What the task requires> The exercise asks you to copy every line below in which "positive" appears.

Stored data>
******************************

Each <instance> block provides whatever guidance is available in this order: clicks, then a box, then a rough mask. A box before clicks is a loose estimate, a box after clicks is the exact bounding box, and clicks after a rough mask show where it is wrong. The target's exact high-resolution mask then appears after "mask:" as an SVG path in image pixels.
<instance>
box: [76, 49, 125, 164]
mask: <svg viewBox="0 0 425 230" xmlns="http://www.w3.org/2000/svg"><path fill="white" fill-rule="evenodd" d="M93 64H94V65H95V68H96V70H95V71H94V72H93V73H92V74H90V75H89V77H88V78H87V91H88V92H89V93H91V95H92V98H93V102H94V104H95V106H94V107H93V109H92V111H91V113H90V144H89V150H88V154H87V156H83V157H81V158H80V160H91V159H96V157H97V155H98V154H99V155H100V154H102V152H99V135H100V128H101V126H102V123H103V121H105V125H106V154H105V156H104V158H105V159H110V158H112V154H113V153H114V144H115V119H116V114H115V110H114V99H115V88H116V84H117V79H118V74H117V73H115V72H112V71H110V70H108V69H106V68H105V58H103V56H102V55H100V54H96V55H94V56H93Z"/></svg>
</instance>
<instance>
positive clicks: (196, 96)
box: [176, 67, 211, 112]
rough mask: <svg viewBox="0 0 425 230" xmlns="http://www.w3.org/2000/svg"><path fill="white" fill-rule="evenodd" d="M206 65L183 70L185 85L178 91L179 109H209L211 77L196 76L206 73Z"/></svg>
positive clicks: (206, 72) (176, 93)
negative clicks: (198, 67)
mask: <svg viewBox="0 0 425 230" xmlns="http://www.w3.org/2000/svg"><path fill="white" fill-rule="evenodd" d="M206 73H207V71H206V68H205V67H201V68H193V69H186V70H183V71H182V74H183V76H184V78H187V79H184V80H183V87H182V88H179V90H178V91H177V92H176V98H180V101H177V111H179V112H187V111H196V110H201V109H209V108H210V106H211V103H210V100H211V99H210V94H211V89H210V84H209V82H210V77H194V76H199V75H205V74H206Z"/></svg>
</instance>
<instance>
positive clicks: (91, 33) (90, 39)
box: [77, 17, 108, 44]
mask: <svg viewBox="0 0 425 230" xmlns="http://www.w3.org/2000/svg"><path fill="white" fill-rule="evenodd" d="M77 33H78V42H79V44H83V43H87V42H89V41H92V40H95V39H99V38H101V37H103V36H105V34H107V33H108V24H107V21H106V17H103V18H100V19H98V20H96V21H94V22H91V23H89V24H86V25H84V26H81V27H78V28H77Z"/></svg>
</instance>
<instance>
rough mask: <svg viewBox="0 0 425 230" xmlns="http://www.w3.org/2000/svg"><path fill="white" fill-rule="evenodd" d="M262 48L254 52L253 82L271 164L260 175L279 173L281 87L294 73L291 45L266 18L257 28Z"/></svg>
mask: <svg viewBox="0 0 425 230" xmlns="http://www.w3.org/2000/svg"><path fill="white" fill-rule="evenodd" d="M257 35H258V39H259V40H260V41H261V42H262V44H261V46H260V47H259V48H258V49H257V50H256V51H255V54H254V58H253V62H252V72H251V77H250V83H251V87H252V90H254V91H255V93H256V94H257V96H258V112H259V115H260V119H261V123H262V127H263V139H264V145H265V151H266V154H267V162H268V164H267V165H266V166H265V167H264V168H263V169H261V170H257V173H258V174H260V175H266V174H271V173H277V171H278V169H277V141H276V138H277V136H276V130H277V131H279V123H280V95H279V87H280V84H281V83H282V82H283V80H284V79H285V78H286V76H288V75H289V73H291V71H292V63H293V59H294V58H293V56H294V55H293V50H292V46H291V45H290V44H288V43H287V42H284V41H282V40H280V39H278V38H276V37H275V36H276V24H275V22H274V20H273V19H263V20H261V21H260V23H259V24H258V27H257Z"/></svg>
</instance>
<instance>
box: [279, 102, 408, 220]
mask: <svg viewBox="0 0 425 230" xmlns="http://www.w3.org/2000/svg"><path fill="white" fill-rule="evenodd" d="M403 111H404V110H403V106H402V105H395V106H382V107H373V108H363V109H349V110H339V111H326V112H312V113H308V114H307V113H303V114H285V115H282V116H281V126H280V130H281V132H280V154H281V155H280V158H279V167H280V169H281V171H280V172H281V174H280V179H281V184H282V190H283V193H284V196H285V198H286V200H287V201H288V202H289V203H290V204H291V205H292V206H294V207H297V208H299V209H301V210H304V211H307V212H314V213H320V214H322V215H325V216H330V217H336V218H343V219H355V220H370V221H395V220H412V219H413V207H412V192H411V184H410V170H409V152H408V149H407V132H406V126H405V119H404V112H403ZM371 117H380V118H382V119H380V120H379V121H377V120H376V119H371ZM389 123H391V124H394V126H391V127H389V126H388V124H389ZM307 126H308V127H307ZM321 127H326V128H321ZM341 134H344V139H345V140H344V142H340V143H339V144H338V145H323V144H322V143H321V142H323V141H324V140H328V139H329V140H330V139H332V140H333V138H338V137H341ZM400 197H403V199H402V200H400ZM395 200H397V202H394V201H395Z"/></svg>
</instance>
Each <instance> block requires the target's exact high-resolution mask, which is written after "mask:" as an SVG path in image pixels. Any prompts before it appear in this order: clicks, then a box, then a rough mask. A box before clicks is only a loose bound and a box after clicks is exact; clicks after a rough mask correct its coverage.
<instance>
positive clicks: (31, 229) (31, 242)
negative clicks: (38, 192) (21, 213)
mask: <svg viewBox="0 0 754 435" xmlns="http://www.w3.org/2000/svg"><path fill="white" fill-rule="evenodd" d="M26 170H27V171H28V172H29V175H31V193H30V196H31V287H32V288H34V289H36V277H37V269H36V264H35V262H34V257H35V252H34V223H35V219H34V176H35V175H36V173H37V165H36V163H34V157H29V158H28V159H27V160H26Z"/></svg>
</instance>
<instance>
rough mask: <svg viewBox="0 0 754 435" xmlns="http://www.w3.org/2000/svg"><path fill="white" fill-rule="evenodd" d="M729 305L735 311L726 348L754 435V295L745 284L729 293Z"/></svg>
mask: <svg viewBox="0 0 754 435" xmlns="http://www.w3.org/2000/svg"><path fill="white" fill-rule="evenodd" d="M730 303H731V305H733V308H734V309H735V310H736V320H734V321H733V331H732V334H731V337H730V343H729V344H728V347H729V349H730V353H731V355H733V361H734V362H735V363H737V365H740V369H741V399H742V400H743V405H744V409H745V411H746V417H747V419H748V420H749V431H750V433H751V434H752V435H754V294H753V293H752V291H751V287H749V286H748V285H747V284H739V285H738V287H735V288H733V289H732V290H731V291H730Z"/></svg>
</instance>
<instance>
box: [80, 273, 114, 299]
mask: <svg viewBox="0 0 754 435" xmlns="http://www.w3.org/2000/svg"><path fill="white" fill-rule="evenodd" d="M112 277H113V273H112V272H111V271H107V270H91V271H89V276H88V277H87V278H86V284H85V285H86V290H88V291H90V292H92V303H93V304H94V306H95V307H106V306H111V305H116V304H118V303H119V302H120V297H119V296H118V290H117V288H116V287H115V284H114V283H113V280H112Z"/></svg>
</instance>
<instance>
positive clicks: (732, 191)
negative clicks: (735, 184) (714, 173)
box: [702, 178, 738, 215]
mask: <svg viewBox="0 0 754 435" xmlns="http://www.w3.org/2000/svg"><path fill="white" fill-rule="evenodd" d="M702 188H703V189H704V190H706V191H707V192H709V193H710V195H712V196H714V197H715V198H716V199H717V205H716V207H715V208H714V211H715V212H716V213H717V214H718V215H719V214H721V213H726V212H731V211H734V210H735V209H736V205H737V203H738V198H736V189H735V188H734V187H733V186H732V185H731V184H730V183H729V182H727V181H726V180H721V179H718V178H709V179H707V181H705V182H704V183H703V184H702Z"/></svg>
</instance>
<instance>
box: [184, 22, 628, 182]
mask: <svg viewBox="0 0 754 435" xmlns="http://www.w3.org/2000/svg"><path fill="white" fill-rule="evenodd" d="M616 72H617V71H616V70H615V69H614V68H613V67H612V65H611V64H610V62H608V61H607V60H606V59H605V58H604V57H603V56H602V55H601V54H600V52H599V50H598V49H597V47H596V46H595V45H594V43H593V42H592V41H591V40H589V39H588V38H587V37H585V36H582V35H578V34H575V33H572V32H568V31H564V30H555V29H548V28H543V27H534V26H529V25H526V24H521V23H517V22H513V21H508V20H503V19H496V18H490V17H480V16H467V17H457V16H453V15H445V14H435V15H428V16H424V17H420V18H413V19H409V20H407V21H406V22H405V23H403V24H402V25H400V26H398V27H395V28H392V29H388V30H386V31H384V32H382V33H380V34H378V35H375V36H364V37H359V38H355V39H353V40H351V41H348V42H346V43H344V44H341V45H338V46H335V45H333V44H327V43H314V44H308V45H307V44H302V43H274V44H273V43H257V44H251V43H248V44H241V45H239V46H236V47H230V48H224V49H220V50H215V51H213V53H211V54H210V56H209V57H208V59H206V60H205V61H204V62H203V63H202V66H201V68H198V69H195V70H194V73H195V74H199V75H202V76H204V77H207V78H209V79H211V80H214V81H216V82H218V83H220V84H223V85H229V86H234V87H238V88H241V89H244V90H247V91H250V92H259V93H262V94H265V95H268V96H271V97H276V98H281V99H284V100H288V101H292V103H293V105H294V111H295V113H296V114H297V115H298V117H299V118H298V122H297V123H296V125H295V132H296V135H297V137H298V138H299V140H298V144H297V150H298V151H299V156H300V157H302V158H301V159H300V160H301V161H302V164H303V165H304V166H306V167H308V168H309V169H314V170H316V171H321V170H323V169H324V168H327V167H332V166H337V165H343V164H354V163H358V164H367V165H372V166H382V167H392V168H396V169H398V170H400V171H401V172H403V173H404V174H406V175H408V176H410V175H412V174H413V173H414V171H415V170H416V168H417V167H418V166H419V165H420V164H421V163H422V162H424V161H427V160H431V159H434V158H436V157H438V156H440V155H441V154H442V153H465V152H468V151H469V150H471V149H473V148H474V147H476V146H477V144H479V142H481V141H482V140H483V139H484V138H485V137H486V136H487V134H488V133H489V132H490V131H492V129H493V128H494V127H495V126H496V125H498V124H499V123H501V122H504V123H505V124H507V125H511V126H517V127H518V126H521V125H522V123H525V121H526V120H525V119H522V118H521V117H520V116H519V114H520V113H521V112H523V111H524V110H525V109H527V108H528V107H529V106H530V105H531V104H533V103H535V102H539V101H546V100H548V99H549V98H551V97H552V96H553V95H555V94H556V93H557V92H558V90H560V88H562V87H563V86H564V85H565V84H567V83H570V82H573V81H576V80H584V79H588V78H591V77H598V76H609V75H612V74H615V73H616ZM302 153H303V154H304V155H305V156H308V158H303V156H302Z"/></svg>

******************************

Solution for this exercise>
positive clicks: (196, 96)
positive clicks: (206, 72) (176, 93)
positive clicks: (91, 33) (90, 39)
positive clicks: (31, 229) (31, 242)
positive clicks: (732, 191)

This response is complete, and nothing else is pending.